[Position annotation records]

--- Begin ---

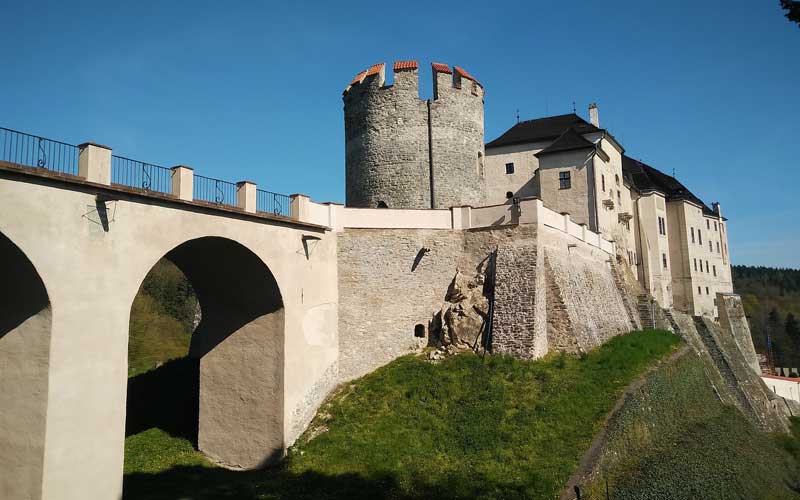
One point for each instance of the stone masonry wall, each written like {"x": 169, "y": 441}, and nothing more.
{"x": 593, "y": 303}
{"x": 519, "y": 311}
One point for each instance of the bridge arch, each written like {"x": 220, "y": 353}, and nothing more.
{"x": 238, "y": 346}
{"x": 25, "y": 326}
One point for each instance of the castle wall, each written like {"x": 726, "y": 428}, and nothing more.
{"x": 521, "y": 183}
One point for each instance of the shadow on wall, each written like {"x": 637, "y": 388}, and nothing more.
{"x": 277, "y": 483}
{"x": 166, "y": 398}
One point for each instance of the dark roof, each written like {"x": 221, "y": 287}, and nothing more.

--- End ---

### EXERCISE
Reproduce every line of the listing above word for word, leaving out the pictures.

### SOLUTION TO THE EXERCISE
One point for each instance of the stone masonry wall, each written like {"x": 169, "y": 441}, and nothing more.
{"x": 593, "y": 303}
{"x": 519, "y": 311}
One point for each instance of the bridge arch, each written like {"x": 220, "y": 353}, and nothing more.
{"x": 238, "y": 346}
{"x": 25, "y": 326}
One point for each instance of the castle wall, each written like {"x": 726, "y": 428}, and nothing more.
{"x": 521, "y": 183}
One point for each instance of the shadow on wall, each written like {"x": 637, "y": 388}, and nothing more.
{"x": 277, "y": 483}
{"x": 166, "y": 398}
One point for each instance of the dark roof, each written like {"x": 221, "y": 287}, and nothing more.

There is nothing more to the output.